## WORK TO COMPLETE
(1) In the profile of Sarret Seng, what share of the individuals with severe and persistent mental illness she supported were tobacco users?
(2) Revise the profile of Sarret Seng from "Seng assisted in" to "facilities throughout Kentucky.", putting "patient learning materials" in place of "educational resource materials".
(3) Carry the profile of Sarret Seng further, beginning after its final sentence.

## EXTRACT TO READ
########

2022 APNA Award for Excellence in Practice – RN
Sarret Seng, RN, BSN, BA
“When you start to really see positive changes in your patients, it’s incredibly satisfying,” declares Sarret Seng. She taps into a love of behavioral neuroscience in her career as a nurse researcher to directly improve patient outcomes.
As an RN working to support individuals with severe and persistent mental illness, Seng noticed that more than half were tobacco users. Despite tobacco use being prohibited at most inpatient facilities, little is done to address tobacco addiction during hospitalization or after discharge. This can negatively impact treatment and cause agitation for individuals who now must contend with the side effects of tobacco withdrawal on top of working to address the symptoms of their mental illness. She advises,
“Take the time to observe the ways treatment can be better for patients. Help tear down barriers to more effective treatment.”
Since evidence indicated that supporting a patient with tobacco treatment may improve medication efficacy and reduces agitation, she stepped forward as a graduate research assistant with University of Kentucky’s Behavioral Health Wellness Environments for Living and Learning (BHWELL) team to help design and implement programs to enhance patient engagement in tobacco cessation and strengthen treatment by providers.
Seng assisted in developing educational resource materials tailored for persons with mental illness that aimed to enhance tobacco treatment. These initiatives were instrumental in improving the tobacco treatment services at her institution and have now been expanded to several other inpatient facilities, community mental health centers, and outpatient treatment facilities throughout Kentucky.
In addition to educating patients, Seng is working with the BHWELL team to educate fellow providers, encouraging them to understand the latest evidence-based recommendations about smoking cessation and to move away from previously held beliefs about tobacco use in this population. She helped to create and evaluate simulated scenario treatment trainings to help providers in other facilities both understand the importance of offering tobacco treatment to their patients, and to prepare providers to deliver effective tobacco treatment.

########

## STORED DATA
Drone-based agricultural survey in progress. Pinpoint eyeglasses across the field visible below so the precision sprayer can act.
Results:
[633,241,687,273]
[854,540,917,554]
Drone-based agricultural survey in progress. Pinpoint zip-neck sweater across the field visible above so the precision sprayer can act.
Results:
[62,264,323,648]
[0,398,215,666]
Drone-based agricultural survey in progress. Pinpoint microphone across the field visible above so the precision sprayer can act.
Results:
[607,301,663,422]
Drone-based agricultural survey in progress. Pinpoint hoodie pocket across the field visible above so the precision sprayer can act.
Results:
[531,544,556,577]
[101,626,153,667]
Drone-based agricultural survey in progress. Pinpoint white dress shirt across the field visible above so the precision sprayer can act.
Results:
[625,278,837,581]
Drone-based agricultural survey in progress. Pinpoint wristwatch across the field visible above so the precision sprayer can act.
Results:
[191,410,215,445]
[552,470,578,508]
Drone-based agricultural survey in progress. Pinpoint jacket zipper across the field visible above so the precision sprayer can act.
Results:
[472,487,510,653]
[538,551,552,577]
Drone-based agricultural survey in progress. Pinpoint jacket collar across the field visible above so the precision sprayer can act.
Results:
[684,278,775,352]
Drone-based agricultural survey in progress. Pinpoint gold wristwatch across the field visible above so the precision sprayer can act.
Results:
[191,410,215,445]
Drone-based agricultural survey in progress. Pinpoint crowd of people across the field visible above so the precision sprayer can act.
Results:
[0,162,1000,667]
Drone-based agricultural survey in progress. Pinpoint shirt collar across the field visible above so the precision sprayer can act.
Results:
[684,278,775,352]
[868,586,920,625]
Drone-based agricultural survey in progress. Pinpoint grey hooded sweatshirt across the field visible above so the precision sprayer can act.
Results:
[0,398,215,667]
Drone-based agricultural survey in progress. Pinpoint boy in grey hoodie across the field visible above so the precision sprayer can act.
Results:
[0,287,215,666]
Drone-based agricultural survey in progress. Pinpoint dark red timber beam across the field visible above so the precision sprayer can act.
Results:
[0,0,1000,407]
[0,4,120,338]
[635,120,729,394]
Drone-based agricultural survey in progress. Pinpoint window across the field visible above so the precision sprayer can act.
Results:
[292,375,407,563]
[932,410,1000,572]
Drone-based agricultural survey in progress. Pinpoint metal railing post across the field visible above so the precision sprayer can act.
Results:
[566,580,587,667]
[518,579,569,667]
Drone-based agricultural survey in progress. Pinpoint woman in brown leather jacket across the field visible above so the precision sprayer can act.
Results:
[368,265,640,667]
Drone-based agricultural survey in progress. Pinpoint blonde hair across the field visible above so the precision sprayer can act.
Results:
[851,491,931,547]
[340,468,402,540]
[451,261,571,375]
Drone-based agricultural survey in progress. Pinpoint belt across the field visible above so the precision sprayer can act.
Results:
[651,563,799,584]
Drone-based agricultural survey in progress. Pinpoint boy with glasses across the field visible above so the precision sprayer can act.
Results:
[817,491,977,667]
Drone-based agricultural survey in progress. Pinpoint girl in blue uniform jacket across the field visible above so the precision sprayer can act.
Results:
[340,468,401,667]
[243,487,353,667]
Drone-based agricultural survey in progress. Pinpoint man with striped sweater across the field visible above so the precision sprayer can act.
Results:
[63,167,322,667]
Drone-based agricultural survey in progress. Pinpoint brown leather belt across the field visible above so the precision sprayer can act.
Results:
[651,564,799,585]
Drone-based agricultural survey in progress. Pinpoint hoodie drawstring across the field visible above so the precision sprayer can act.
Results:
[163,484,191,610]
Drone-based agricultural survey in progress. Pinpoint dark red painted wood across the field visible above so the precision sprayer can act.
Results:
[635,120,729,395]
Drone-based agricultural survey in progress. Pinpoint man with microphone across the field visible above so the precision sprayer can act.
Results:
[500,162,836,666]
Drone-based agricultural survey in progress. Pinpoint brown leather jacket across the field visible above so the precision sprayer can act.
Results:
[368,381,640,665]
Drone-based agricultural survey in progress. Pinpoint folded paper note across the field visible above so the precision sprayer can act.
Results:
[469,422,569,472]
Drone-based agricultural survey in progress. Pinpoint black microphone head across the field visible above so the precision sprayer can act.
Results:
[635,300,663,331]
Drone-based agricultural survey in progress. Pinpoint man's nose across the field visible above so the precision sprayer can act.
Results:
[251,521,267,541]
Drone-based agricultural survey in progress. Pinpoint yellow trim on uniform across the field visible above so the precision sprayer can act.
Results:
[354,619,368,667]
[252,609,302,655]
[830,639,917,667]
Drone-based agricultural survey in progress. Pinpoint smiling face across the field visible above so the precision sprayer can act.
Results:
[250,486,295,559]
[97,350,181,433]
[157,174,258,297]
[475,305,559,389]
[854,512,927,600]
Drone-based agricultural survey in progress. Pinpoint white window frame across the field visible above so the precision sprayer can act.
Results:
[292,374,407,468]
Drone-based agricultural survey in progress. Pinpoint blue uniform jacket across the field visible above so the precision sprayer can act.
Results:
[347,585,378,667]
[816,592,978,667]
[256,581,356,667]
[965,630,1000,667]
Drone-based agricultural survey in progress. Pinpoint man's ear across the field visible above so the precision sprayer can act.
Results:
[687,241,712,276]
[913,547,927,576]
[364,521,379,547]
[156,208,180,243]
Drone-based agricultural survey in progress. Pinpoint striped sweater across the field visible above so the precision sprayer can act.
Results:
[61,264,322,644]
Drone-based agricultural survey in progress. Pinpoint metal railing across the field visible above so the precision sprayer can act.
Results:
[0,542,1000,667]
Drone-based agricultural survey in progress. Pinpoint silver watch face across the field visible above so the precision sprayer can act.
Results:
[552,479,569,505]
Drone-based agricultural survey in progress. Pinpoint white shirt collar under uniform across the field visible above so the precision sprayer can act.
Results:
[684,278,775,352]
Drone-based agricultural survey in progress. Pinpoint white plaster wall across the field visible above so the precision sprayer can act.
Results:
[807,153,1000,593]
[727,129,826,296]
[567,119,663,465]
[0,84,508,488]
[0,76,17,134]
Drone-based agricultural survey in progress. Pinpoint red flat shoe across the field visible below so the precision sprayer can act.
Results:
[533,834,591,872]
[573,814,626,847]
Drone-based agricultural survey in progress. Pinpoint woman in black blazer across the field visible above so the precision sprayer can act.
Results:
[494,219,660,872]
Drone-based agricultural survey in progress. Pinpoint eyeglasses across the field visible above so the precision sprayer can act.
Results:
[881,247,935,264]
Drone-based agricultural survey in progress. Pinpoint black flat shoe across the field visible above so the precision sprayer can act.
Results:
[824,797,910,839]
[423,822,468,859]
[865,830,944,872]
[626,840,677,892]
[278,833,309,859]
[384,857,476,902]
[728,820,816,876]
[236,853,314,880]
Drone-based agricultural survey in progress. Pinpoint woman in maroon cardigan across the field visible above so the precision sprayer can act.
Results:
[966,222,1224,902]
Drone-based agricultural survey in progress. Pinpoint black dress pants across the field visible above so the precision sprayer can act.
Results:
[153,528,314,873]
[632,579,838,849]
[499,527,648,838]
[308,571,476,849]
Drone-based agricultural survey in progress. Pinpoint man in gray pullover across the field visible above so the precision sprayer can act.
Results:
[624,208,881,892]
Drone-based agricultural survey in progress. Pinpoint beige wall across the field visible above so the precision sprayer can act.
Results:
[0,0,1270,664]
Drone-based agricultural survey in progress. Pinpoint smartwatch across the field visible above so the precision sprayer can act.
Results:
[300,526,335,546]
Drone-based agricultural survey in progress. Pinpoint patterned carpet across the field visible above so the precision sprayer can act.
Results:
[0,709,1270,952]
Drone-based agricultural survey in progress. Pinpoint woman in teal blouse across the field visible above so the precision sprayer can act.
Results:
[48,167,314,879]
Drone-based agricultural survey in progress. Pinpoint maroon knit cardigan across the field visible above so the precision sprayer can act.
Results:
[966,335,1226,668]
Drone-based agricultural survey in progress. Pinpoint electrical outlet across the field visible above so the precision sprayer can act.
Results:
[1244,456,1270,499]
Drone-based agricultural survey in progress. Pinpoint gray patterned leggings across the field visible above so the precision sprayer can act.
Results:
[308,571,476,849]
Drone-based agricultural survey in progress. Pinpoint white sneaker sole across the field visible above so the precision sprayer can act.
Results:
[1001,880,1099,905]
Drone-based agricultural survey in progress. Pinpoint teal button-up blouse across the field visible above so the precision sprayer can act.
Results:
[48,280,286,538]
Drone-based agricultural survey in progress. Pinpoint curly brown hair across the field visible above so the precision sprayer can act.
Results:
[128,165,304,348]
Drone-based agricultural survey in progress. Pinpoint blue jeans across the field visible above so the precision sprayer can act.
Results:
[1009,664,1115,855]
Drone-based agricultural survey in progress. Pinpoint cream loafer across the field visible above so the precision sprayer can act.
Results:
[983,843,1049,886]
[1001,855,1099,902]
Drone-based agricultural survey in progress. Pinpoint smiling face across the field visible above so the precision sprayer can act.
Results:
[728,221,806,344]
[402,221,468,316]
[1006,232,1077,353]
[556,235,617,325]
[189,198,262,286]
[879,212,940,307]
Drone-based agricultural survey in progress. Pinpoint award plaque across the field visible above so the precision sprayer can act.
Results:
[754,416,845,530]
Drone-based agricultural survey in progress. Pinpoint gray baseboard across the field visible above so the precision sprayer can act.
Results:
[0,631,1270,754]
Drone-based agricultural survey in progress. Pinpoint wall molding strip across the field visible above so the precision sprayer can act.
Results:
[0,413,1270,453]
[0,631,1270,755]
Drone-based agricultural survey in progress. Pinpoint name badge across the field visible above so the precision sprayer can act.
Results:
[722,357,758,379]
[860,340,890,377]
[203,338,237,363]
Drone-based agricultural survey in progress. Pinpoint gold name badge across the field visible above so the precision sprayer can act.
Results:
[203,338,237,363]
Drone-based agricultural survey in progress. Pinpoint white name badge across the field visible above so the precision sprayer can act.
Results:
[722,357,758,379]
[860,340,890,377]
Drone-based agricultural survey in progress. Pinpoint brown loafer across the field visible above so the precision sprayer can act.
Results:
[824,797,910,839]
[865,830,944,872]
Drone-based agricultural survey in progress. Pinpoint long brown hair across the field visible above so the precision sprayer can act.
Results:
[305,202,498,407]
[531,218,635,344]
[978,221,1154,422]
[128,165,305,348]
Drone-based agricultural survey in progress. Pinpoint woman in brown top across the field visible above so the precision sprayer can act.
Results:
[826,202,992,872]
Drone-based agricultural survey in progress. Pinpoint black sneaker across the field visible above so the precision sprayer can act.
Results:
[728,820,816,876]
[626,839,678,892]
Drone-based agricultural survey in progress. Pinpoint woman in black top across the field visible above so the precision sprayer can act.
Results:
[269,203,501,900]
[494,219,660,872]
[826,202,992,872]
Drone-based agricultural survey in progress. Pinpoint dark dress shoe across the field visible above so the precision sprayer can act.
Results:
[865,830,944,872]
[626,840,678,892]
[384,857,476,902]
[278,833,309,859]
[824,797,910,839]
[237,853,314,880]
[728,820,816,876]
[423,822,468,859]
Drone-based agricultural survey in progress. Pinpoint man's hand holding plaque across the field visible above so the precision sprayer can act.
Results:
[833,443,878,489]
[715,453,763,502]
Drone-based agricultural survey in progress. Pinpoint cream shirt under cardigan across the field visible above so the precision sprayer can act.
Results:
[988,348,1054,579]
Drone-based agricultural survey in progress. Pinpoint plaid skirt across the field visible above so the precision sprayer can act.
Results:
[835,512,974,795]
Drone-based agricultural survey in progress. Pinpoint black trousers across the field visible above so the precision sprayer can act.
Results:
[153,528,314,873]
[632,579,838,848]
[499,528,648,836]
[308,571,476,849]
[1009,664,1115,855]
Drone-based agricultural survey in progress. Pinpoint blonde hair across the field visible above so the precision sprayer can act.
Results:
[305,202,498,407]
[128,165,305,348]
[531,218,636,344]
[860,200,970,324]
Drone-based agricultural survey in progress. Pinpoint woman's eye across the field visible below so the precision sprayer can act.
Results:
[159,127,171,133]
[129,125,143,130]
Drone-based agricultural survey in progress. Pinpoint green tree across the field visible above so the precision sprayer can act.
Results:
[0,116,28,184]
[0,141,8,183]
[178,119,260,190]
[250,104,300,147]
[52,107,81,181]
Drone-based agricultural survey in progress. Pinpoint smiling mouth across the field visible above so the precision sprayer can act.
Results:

########

## WRITTEN ANSWERS
(1) More than half

(2)
Seng assisted in developing patient learning materials tailored for persons with mental illness that aimed to enhance tobacco treatment. These initiatives were instrumental in improving the tobacco treatment services at her institution and have now been expanded to several other inpatient facilities, community mental health centers, and outpatient treatment facilities throughout Kentucky.

(3)
Thanks to her and the BHWELL team’s efforts, more than 30 new tobacco treatment specialists have been trained throughout mental health outpatient facilities in Kentucky. Seng will continue to survey other mental health facilities to assess their tobacco policies and their need for additional resources, education, and training.
Seng is pursuing her doctorate in nursing at the University of Kentucky College of Nursing with a focus on psychosocial interventions to improve engagement in health-promoting behaviors among people living with severe and persistent mental illness. She’ll seek to address areas of cognitive deficit for individuals and to understand the cognitive differences among those who do and do not use tobacco, to help providers better understand how to address those differences. She works on the behavioral health unit at University of Kentucky’s Good Samaritan Hospital.
Seng is active with APNA and was selected as an APNA Board of Directors Student Scholar in 2018. In 2019, she supported the APNA Kentucky Chapter in advancing an important program to provide substance use awareness and education within the community along with an effort to provide educational activities to enhance the psychopharmacological knowledge of nurses in the state. That year, the APNA Kentucky Chapter won the APNA Award for Innovation. She is now serving as the chapter’s President-elect.